ROANOKE TIMES

                         Roanoke Times
                 Copyright (c) 1995, Landmark Communications, Inc.

DATE: MONDAY, May 7, 1990                   TAG: 9005070329
SECTION: VIRGINIA                    PAGE: A4   EDITION: EVENING 
SOURCE: LESLIE TAYLOR STAFF WRITER
DATELINE:                                 LENGTH: Medium


TWO DOCTORS FINED FOR EVADING TAXES

Two Buchanan County physicians, convicted on charges of income tax evasion, were fined and placed on probation today in U.S. District Court in Roanoke.

Judge James Turk fined Dr. Robert F. Baxter of Vansant $75,000 and Dr. Bradley D. Berry of Grundy $50,000. Berry also will have to pay one-third of the cost of the prosecution and Baxter will have to pay the other two-thirds. Baxter also must pay any back taxes he owes.

The doctors, who were part-owners of the defunct Grundy Hospital, also were given three-year probation terms. In addition, Baxter was ordered to perform 400 hours of community service.

Nancy Baxter, convicted with her husband of tax evasion, was fined $25,000 and ordered to perform 200 hours of community service.

Berry and the Baxters were charged in March 1989 in a six-count indictment with evading payment of income taxes for the years 1982 and 1983. The two doctors also were indicted on a charge of conspiring to evade taxes.

In December, a jury convicted them of all charges. During the trial, defense attorneys tried to focus blame on Billy Mills, a former Buchanan County supervisor who was administrator of the hospital operated by Baxter, Berry and two other doctors until it was sold in 1985. An audit carried out before the sale showed the four doctors owed the hospital about $1 million, although subsequent audits reduced the amount to about $800,000.

* _Exercises to complete_
1 – Rewrite the article on the doctors' tax case starting at "TWO DOCTORS FINED" and ending at "taxes he owes.", swapping in "doctors" wherever "physicians" appears.
2 – List every dollar amount that appears in the article on the doctors' tax case.
The rows after this article have nothing to do with it.

* _Record set_
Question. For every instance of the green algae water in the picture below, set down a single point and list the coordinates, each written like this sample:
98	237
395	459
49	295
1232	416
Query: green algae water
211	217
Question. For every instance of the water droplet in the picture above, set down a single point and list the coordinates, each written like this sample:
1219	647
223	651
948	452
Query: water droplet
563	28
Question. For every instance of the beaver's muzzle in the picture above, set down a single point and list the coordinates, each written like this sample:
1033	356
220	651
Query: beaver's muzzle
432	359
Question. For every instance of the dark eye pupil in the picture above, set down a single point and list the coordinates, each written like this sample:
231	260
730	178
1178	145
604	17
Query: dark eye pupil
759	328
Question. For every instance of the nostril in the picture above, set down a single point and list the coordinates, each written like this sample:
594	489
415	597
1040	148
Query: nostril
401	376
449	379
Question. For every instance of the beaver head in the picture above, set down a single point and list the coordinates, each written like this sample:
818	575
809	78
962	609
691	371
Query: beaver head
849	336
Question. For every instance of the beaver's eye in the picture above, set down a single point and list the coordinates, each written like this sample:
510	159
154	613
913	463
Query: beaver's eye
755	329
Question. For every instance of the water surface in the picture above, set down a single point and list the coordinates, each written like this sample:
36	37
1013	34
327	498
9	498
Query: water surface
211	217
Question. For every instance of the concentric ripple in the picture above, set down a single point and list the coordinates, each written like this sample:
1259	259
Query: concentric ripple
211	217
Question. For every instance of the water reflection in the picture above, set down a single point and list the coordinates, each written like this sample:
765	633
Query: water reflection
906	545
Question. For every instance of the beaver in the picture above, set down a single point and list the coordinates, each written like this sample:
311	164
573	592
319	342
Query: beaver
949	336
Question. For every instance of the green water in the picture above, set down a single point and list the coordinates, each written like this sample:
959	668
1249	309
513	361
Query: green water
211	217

* _Responses by item number_
1 –
TWO DOCTORS FINED FOR EVADING TAXES

Two Buchanan County doctors, convicted on charges of income tax evasion, were fined and placed on probation today in U.S. District Court in Roanoke.

Judge James Turk fined Dr. Robert F. Baxter of Vansant $75,000 and Dr. Bradley D. Berry of Grundy $50,000. Berry also will have to pay one-third of the cost of the prosecution and Baxter will have to pay the other two-thirds. Baxter also must pay any back taxes he owes.

2 –
$75,000
$50,000
$25,000
$1 million
$800,000